* start Excerpted text *

Immutable Pre-order Traversal
As we can see, Rust is more verbose than Python, but the similarities in the code are still visible. On line 19, we see that the Iterator
trait is being implemented for the data structure, and then we implement the next
function on line 21 just as we did in Python.
1pub struct PreorderIter {
2 stack: Vec<&TreeNode>
3}
4
5impl PreorderIter {
6 pub fn new(root: Option<&TreeNode>) -> Self {
7 if let Some(node) = root {
8 PreorderIter {
9 stack: vec![node]
10 }
11 } else {
12 PreorderIter {
13 stack: vec![]
14 }
15 }
16 }
17}
18
19impl Iterator for PreorderIter {
20 type Item = &TreeNode;
21
22 fn next(&mut self) -> Option<Self::Item> {
23 if let Some(node) = self.stack.pop() {
24 if let Some(right) = &node.right {
25 self.stack.push(&right)
26 }
27
28 if let Some(left) = &node.left {
29 self.stack.push(&left)

* end Excerpted text *
* start Dataset extract *

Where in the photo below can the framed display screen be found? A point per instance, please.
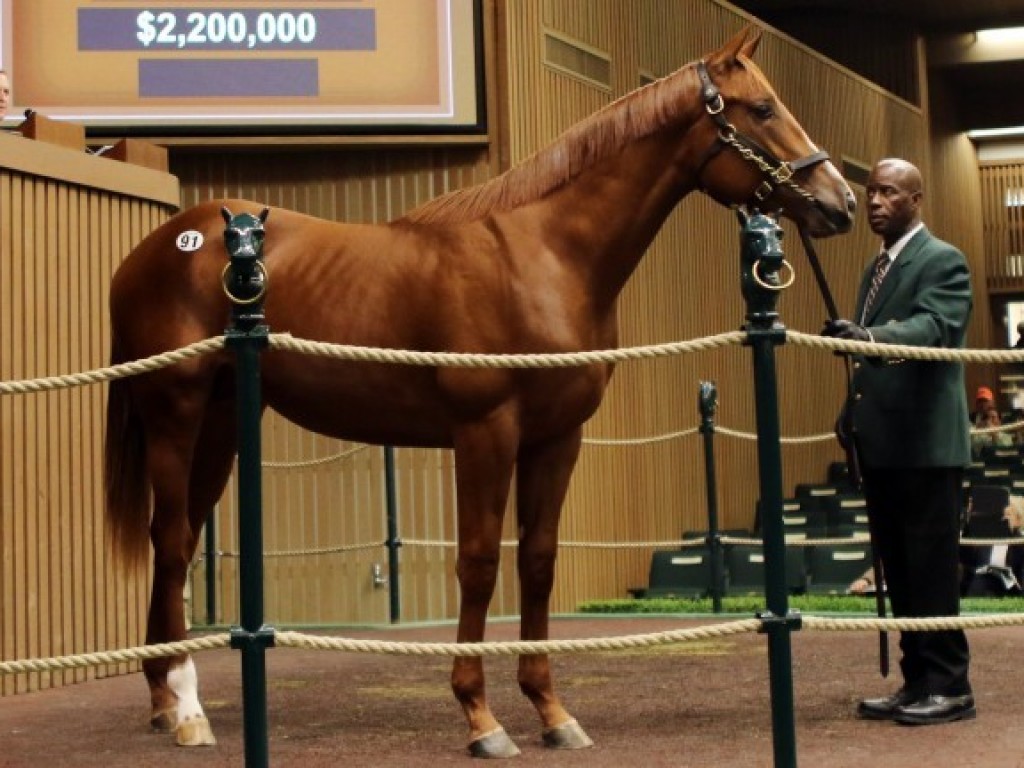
(217, 66)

* end Dataset extract *

Exercise 1: In the pre-order traversal text's Rust code, which variable names are bound by an `if let Some(...)` pattern? List each distinct name once.
Exercise 2: Carry the pre-order traversal text forward from its final line.

Expected output 1: node, right, left

Expected output 2:
30 }
31
32 return Some(node)
33 }
34
35 return None
36 }
37}
One thing to be aware of is that Rust forces us to be explicit about how null-able types are handled. Just as we defined data to be Optional, we have to unwrap the Option when we want to use its contents. On line 22, we can see how we unwrap the Option within the conditional statement by unpacking the Some
value.
Unfortunately, the code as it is written right now will not compile. Try it for yourself below.
You should encounter errors for missing lifetime parameter
s. We haven’t done anything special yet, but we’ve already hit our first road-block! Let’s take a closer look.
Lifetimes
Typically the borrow-checker is able to automatically reason about some data’s lifetime, or how long it lives for before it can be de-allocated from memory. For example, when some owner of data goes out of scope, then the lifetime of the data could end at that point too, so the compiler might be able to free that memory.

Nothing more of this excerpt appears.